PROMPT
Reproduce every one of the records below word for word, changing and omitting nothing.

Pointing entries for labeled objects
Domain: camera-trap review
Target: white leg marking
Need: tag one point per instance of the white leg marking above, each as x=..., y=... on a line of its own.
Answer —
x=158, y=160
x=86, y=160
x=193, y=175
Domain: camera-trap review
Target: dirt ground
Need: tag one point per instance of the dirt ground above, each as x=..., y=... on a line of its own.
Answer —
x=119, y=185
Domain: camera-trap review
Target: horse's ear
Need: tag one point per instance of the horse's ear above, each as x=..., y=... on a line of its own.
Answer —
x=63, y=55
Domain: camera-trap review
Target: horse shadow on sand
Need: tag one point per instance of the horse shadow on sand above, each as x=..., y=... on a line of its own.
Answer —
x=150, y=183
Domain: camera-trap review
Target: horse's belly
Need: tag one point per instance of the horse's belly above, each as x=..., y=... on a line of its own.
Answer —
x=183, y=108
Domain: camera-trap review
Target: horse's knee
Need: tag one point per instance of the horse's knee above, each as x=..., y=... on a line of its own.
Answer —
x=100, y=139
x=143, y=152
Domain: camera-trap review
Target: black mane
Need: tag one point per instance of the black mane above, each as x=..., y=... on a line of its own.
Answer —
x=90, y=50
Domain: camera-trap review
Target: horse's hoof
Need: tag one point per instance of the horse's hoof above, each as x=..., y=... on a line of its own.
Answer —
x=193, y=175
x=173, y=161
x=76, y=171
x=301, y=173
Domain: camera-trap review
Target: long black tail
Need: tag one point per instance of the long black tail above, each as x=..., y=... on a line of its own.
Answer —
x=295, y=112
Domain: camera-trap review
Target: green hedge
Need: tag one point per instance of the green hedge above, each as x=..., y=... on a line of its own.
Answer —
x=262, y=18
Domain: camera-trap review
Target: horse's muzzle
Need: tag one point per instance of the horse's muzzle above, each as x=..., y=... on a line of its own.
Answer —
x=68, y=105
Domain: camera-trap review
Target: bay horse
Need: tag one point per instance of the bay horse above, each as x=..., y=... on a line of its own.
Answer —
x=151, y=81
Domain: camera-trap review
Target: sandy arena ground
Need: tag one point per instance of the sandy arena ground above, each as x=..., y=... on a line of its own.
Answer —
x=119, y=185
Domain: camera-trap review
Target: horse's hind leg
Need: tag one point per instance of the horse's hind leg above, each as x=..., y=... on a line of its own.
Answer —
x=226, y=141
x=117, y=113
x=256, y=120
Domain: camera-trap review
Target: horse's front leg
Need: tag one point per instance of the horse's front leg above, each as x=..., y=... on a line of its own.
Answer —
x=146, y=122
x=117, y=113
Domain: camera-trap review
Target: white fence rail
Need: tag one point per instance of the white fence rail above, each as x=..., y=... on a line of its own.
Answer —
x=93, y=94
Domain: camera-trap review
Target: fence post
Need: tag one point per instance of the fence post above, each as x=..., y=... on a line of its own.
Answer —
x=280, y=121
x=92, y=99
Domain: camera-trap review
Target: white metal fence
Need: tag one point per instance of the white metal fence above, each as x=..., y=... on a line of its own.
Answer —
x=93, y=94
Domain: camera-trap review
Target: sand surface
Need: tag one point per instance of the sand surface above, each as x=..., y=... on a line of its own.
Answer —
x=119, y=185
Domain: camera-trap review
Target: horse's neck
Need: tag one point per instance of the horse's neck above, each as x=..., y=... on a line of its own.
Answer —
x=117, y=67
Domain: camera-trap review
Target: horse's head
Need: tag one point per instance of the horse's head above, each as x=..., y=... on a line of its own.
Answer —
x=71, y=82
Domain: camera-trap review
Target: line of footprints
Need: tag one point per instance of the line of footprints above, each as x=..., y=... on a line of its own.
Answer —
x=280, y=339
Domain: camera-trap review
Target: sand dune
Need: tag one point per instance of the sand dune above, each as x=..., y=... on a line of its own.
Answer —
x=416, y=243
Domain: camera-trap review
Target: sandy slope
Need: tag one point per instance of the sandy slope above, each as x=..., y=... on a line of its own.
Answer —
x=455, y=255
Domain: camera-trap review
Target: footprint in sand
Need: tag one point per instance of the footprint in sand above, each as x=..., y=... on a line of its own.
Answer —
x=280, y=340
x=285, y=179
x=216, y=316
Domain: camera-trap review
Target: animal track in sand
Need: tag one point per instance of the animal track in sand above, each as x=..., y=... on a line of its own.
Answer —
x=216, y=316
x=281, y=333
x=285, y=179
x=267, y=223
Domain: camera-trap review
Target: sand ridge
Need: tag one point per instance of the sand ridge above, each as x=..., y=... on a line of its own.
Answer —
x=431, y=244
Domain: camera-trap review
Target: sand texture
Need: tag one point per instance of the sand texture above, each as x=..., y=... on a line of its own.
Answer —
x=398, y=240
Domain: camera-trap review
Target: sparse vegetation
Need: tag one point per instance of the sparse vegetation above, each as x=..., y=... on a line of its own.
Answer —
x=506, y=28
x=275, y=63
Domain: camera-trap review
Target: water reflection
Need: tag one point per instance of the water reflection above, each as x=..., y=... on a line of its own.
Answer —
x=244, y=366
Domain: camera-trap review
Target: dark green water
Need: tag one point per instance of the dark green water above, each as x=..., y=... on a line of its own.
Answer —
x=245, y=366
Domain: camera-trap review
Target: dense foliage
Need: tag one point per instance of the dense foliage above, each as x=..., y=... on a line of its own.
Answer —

SOLUTION FOR THIS EXERCISE
Domain: camera-trap review
Target: white leg marking
Need: tag one point per instance of the white leg marking above, each as x=..., y=... on a line of its own.
Answer —
x=158, y=160
x=86, y=160
x=193, y=175
Domain: camera-trap review
Target: dirt ground
Need: tag one point per instance of the dirt ground above, each as x=..., y=... on a line of its own.
Answer —
x=119, y=185
Domain: camera-trap review
Target: horse's ear
Need: tag one point per instance of the horse's ear above, each as x=..., y=... on a line of its own.
Answer —
x=63, y=55
Domain: camera-trap review
Target: horse shadow on sand
Need: tag one point per instance of the horse shadow on sand above, each as x=..., y=... on a line of its own.
Answer —
x=150, y=183
Domain: camera-trap review
Target: horse's belly
Need: tag one point per instance of the horse's belly above, each as x=..., y=... on a line of its own.
Answer —
x=183, y=108
Domain: camera-trap review
Target: horse's knee
Need: tag one point per instance of the horse's knee above, each as x=..., y=... on a line of its own.
Answer —
x=100, y=139
x=143, y=152
Domain: camera-trap review
Target: black mane
Need: tag one point per instance of the black mane above, each as x=..., y=... on a line of its own.
Answer —
x=90, y=50
Domain: camera-trap review
Target: horse's hoof
Need: tag one point per instance of the horse's hoof above, each as x=..., y=... on a line of its own.
Answer —
x=193, y=175
x=173, y=161
x=76, y=171
x=301, y=173
Domain: camera-trap review
Target: long black tail
Need: tag one point per instance of the long black tail above, each as x=..., y=... on a line of its own.
Answer —
x=295, y=112
Domain: camera-trap review
Target: green hedge
Need: tag one point per instance of the green hedge above, each as x=..., y=... on a line of its own.
Answer —
x=262, y=18
Domain: camera-trap review
Target: horse's muzzle
Need: tag one point per instance of the horse's muzzle above, each as x=..., y=... on a line of its own.
Answer —
x=68, y=105
Domain: camera-trap review
Target: bay horse
Need: tag one point per instance of the bay horse above, each as x=..., y=... on a line of its own.
Answer —
x=151, y=81
Domain: camera-trap review
Target: sandy arena ground
Need: tag one point per instance of the sandy arena ground above, each as x=..., y=... on a line of its own.
Answer —
x=119, y=185
Domain: camera-trap review
Target: horse's hind leg
Need: tag one point per instance of the horse's hind leg above, each as x=..., y=... on a line of its own.
Answer —
x=226, y=141
x=117, y=113
x=256, y=120
Domain: camera-trap review
Target: horse's front leg
Need: tag one point per instance of the horse's front leg above, each as x=..., y=... on a line of its own.
Answer —
x=146, y=122
x=117, y=113
Domain: camera-trap review
Target: white fence rail
Need: tag one point per instance of the white fence rail above, each as x=..., y=... on a line of its own.
Answer —
x=93, y=94
Domain: camera-trap review
Target: fence post
Need: tag one point per instance of the fence post above, each as x=..., y=... on a line of its own.
Answer —
x=280, y=121
x=92, y=99
Domain: camera-trap review
Target: white metal fence
Need: tag one point per instance of the white metal fence above, each as x=..., y=... on a line of its own.
Answer —
x=93, y=94
Domain: camera-trap review
Target: sand surface
Need: tag one point per instance of the sand surface above, each as x=..., y=... on a line of its own.
Answer —
x=119, y=185
Domain: camera-trap review
Target: horse's neck
Need: tag one point per instance of the horse's neck above, each as x=..., y=... on a line of its own.
Answer —
x=117, y=67
Domain: camera-trap review
Target: horse's head
Need: tag one point per instance of the horse's head above, each as x=..., y=... on a line of its own.
Answer —
x=71, y=82
Domain: camera-trap review
Target: line of footprints
Need: tag one point per instance of the line of footprints above, each as x=..., y=... on a line of its own.
Answer —
x=280, y=339
Domain: camera-trap review
Target: sand dune
Need: tag one point per instance of the sand dune above, each as x=..., y=... on a line of its own.
Answer —
x=416, y=243
Domain: camera-trap review
Target: sandy slope
Need: tag one point per instance of the sandy slope above, each as x=..., y=... on a line of its own.
Answer —
x=455, y=255
Domain: camera-trap review
Target: footprint in sand
Need: tag one point per instance of the footprint in sand above, each as x=..., y=... on a line of its own.
Answer —
x=280, y=340
x=285, y=179
x=216, y=316
Domain: camera-trap review
Target: animal track in sand
Need: tag one point per instance of the animal track in sand above, each as x=..., y=... on a line of its own.
Answer —
x=216, y=316
x=281, y=333
x=285, y=179
x=267, y=223
Domain: camera-trap review
Target: sand ridge
Need: tag one point per instance of the sand ridge above, each as x=..., y=... on a line of its own.
Answer —
x=431, y=244
Domain: camera-trap review
Target: sand texture
Need: tag one point per instance of the sand texture above, each as x=..., y=... on a line of its own.
Answer —
x=398, y=240
Domain: camera-trap review
Target: sparse vegetation
Need: tag one point per instance of the sparse vegetation above, each as x=..., y=... on a line of its own.
Answer —
x=506, y=28
x=275, y=63
Domain: camera-trap review
Target: water reflection
Need: tag one point per instance of the water reflection above, each as x=..., y=... on a line of its own.
Answer —
x=244, y=366
Domain: camera-trap review
Target: dark green water
Need: tag one point per instance of the dark green water above, each as x=..., y=... on a line of its own.
Answer —
x=245, y=366
Domain: camera-trap review
Target: dense foliage
Need: tag one point per instance of the dense foliage above, each as x=..., y=... on a line of its own.
Answer —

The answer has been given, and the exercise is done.